*Excerpted text*:
►

I received 6 birds yesterday, on time, 4 were dead. Guess what, the insurance does not cover live animals.

Chigger


----------



## bigmalley (Dec 6, 2011)

Red check you the one that showed up here with an attitude bro!! from what i understand the post office is already on its way out! (not saying im happy about it!) they Should change their phrasing from gauranteed to well do the best we can. im very greatful for the service the post office provides and im sure that only a small percentage of live animals that are shipped are ever actualy lost. on the other hand they should also tell you if they were going to use another company for part of the trip. there is a hole in their tracking system when they do this because the second shipping company has no association with the tracking number (like southtown said).


----------



## bigmalley (Dec 6, 2011)

the tracking number just hit says they were prcessed in Memphis at five yesterday, but that was not posted last night. glad to know they are found.


----------



## sport14692 (Jan 3, 2011)

Poor Birds, They Must Be So Hungry And Thirsty


----------



## Lavender Hill Lofts (Dec 1, 2011)

bigmalley said:


> there should be a shipping service strictly for live shipping!


I can appreciate your concern about the welfare and safety of your lost birds as this does unfortunately happen from time to time. 

Can I assuming that you have the tracking number for the live USPS approved box? To find the tracking number it looks something like this EU*************US and can be found on the mailing label and receipt. 

Go down to your local USPS and ask to speak to the Post Master on duty and let him/her know the situation. I’ve had to do this from time to time here in Washington DC and it has helped immensely when I’ve had to do this.

Secondly, call the shipping and receiving department at your local airport. Most USPS live animal boxes are shipped by airlines and it may be at the airport unclaimed. This has happened to me.

Lastly, make sure should you ever ship or buy birds again make sure:

1.	you/the shipper use an approved USPS Live Animal box
2.	Record the tracking number
3.	Clearly write the shippers and receivers phone number on the label
4.	Email the receiver that the bird has been shipped and to expect it

Click here to watch a short Youtube video that I did a bit ago on the proper way to mail birds through the USPS.

Just before Thanksgiving this year I purchased a bird online and the seller mailed it the Monday of Thanksgiving without informing me. The Thanksgiving holiday went by and the following Monday I called the seller and asked when he was going to mail my bird and he told me he did a week ago. My heart sank and I immediately went to my Post Office and there was my bird. She had been sitting there for a week without food or water. I asked why the Post Office didn’t notify me she was here or try to deliver her they told me since I also come and get them they thought I would come at any time and get her! WOW. Long story short she lived and looked like a million bucks coming out of the box after not having eaten or drank in 7 days.


----------



## SouthTown Racers (Jan 14, 2009)

Lavender Hill Lofts said:


> I can appreciate your concern about the welfare and safety of your lost birds as this does unfortunately happen from time to time.

◄

*Exercise data*:
►

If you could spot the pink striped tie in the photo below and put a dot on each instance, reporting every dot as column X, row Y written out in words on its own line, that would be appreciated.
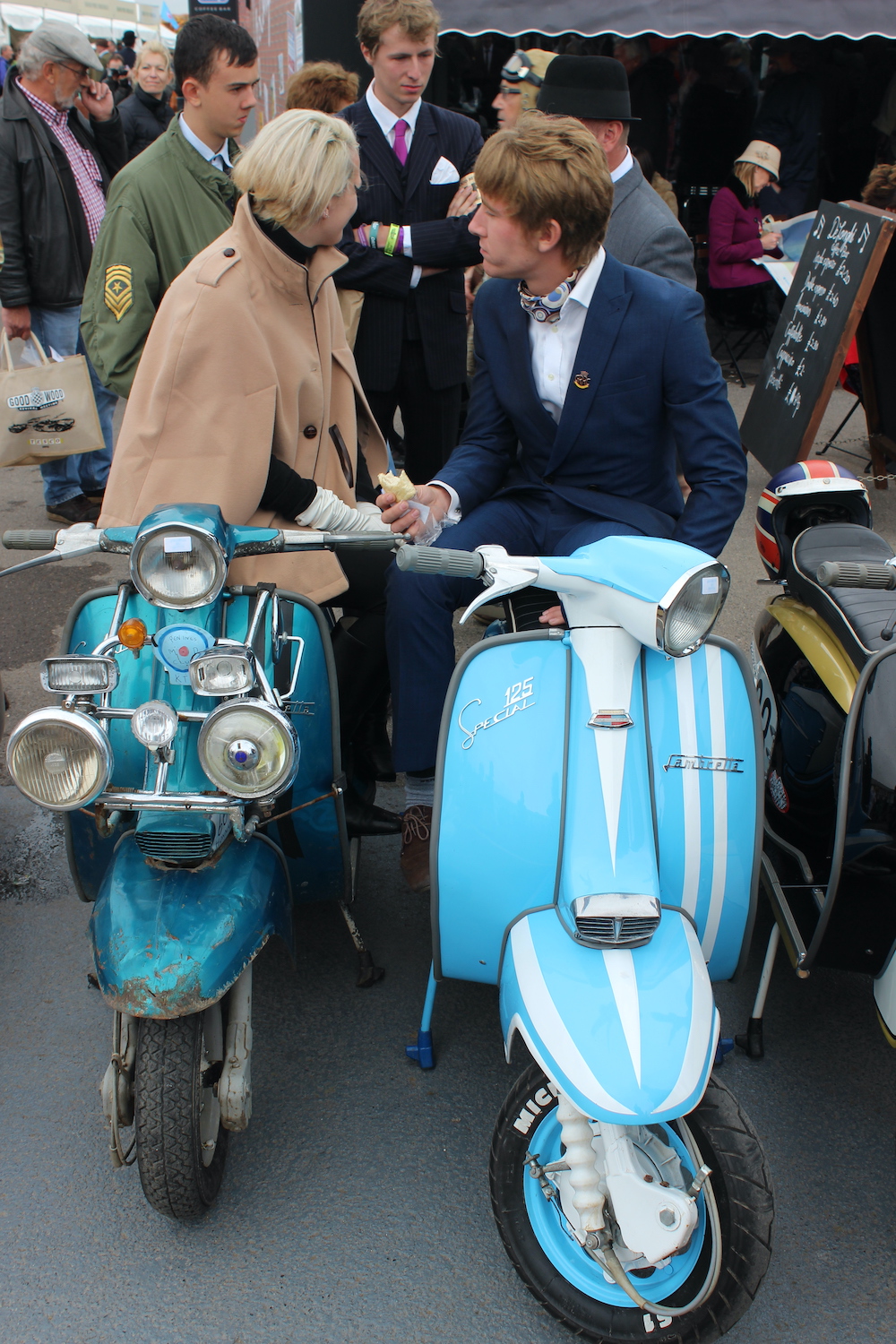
column 401, row 144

◄

*Exercise set*:
a) In the forum thread about shipping birds by mail, why does Lavender Hill Lofts suggest calling the shipping and receiving department at the local airport?
b) Go on with the forum thread about shipping birds by mail, starting right after its last quoted line.

*Numbered responses*:
a) Most USPS live animal boxes travel by airline, so the missing box may be sitting unclaimed at the airport. The poster says this has happened to them.

b)
> 
> Can I assuming that you have the tracking number for the live USPS approved box? To find the tracking number it looks something like this EU*************US and can be found on the mailing label and receipt.
> 
> ...


The entire process was followed correctly on my end (the sender) and Big Malley has probably made a hundred calls on his end. The birds were shipped on Tuesday, and now we are looking at Saturday before they reach their destination........I HOPE!!!


----------



## bigmalley (Dec 6, 2011)

yea i spoke to the corprate office and they said they were researching the issue.then they gave me a number to the consumer affairs dept. and told me they are closed and will re open on monday. then they give me the number to my local post office and told me they would get back to me (if) they find out anything.


----------



## goga82 (Aug 17, 2009)

i just really hope they are all alive.. i now they tired and hungry. i had a baby shipped to me before. took some time to get her.
If i ever end up shipping birds.. i would never send them off without whole bunch of seed in the box..
i just hope they all make it.


----------



## mncanary (Jul 15, 2011)

There _are_ other ways to ship birds. Delta Pet First (as in Delta Airlines) has worked well for me with other animals. $75 minimum. Frequently if the shipper gets to the airport in the morning, the receiver will get them the same day. 

This is from their website:

Delta Pet First is designed to address the special needs of all warm-blooded animals shipped without their owner.​
http://www.delta.com/planning_reser...avel_information/pet_travel_options/index.jsp

As for earlier posts, I don't think that Post Office employees are trying to kill birds and cheat you of your money. We don't know the failure rate for birds shipped via the USPS. It might be a tiny percentage. Things do sometimes go wrong, even in the best system. Maybe it would be worthwhile to consider the second side to these stories.

Dave


----------



## SouthTown Racers (Jan 14, 2009)

mncanary said:


> There _are_ other ways to ship birds. Delta Pet First (as in Delta Airlines) has worked well for me with other animals. $75 minimum. Frequently if the shipper gets to the airport in the morning, the receiver will get them the same day.
> 
> This is from their website:
> 
> ...


Thanks for the info!!!


----------



## Jay3 (May 4, 2008)

I have had birds flown to me through Continental. They put them on the plane that morning and they arrived that evening, safe and sound. It doesn't really cost all that much more, and it's much safer.


----------



## Jamax99 (Dec 17, 2011)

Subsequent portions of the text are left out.